▶ [WHAT YOU NEED TO DO]
Return the part that opens with the line containing "Task: using the" and closes with the line containing "1L86 25L132 41L7", copying both end lines and everything between them without any change.

Content starts

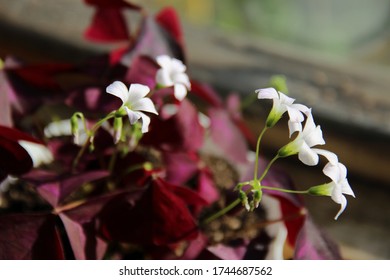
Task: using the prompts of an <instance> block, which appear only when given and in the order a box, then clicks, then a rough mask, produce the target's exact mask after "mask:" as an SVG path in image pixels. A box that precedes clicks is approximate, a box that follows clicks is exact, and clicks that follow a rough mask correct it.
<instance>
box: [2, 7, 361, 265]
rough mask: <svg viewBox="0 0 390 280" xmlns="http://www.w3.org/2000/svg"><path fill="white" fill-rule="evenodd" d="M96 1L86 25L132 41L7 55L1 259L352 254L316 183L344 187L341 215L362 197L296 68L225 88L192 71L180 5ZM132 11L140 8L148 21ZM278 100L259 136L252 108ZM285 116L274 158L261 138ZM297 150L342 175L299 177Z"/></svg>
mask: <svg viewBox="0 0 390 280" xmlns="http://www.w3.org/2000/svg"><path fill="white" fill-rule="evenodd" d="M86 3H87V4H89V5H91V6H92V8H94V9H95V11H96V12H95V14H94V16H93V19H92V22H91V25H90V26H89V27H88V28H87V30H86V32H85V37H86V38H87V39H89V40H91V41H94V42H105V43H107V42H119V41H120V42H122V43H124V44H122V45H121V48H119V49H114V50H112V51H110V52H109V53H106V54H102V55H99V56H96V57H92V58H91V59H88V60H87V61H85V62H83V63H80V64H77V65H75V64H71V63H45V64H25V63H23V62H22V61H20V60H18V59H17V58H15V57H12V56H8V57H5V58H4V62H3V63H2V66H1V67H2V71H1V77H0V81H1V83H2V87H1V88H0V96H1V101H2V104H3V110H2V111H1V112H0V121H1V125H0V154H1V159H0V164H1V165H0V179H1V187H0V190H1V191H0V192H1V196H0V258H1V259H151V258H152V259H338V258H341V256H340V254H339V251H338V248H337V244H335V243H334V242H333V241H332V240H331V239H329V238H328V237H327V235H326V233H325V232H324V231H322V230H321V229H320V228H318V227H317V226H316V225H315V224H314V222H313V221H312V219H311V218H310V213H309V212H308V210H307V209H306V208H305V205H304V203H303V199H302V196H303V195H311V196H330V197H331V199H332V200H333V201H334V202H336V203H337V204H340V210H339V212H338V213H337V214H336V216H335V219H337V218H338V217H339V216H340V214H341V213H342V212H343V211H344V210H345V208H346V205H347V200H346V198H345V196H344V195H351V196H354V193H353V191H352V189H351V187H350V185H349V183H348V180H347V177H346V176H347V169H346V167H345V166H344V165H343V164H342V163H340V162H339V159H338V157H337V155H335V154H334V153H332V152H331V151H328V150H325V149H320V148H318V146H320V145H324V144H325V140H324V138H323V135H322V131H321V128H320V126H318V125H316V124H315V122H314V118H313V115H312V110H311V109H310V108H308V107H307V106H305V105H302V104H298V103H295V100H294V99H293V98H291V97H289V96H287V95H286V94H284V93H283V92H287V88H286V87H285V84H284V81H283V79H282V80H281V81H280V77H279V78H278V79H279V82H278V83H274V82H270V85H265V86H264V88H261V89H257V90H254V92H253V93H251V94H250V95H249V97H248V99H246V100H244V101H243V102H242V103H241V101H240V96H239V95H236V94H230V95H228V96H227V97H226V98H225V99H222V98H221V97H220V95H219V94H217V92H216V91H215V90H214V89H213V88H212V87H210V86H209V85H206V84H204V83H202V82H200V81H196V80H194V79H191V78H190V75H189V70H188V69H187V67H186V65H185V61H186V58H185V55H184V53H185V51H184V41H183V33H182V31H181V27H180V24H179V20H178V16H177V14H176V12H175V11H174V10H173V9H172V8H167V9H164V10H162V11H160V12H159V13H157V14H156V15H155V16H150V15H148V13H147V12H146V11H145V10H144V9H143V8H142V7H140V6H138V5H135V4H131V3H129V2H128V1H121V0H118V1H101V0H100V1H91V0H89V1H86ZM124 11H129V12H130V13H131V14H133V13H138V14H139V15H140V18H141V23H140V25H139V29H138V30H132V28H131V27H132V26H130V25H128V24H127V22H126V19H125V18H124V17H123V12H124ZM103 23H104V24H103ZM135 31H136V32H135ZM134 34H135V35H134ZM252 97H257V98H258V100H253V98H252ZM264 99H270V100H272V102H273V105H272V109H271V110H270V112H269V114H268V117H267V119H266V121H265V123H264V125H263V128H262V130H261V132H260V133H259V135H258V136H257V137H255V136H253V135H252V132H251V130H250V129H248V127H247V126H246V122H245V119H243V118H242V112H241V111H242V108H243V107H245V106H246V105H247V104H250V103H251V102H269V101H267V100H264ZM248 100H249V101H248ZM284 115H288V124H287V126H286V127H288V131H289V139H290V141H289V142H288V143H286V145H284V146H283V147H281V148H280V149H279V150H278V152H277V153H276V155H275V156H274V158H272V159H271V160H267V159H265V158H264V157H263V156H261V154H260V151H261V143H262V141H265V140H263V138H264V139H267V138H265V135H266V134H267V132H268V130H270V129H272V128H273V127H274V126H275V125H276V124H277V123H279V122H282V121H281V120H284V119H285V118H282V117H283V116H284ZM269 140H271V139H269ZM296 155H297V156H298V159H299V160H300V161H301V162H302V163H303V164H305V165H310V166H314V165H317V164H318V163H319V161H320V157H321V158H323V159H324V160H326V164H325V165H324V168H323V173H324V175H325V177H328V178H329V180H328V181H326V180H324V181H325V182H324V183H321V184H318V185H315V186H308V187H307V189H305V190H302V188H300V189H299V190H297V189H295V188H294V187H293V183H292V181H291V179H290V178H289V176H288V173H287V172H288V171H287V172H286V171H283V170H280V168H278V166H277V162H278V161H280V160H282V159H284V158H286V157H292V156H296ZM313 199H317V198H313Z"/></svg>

Content ends
Content starts

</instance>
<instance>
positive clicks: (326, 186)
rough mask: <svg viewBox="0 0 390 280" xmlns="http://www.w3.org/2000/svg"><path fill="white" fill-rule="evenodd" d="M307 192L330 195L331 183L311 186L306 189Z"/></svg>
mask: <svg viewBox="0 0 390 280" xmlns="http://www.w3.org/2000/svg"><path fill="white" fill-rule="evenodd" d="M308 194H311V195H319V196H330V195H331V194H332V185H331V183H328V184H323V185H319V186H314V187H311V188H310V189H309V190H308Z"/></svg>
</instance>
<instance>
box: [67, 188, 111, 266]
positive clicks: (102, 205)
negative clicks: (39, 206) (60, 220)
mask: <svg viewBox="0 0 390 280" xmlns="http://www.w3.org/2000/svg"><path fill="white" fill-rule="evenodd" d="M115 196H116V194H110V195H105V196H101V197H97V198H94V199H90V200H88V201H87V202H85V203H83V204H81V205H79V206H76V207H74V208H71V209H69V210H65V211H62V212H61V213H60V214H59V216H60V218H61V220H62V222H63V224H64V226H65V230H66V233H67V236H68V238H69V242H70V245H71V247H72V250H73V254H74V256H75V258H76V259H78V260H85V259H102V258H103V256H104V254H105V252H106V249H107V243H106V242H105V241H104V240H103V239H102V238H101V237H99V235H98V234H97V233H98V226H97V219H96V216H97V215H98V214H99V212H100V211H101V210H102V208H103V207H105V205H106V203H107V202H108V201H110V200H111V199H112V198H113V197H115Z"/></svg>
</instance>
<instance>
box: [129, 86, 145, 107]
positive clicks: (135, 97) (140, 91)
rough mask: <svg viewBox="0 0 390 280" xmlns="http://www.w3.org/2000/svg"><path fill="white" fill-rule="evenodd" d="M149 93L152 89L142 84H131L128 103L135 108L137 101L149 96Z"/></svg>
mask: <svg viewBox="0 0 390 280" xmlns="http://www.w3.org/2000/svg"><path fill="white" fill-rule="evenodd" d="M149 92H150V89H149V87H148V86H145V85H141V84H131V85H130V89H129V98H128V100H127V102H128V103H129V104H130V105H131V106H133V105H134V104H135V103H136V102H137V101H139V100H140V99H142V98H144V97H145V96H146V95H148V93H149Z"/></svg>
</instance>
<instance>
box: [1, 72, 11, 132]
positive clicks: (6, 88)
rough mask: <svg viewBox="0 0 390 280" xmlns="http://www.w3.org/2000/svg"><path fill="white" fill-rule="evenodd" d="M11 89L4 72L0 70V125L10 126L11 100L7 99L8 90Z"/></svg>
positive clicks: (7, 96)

Content ends

▶ [RESPONSE AREA]
Task: using the prompts of an <instance> block, which appear only when given and in the order a box, then clicks, then a rough mask, produce the target's exact mask after "mask:" as an SVG path in image pixels. A box that precedes clicks is approximate, a box that follows clicks is exact, and clicks that follow a rough mask correct it.
<instance>
box: [2, 7, 361, 265]
rough mask: <svg viewBox="0 0 390 280" xmlns="http://www.w3.org/2000/svg"><path fill="white" fill-rule="evenodd" d="M96 1L86 25L132 41L7 55L1 259L352 254L316 183L344 187L341 215L362 197L296 68L225 88L192 71L180 5ZM132 11L140 8L148 21ZM278 100L259 136L252 108ZM285 116L274 158L261 138ZM297 150L342 175L299 177Z"/></svg>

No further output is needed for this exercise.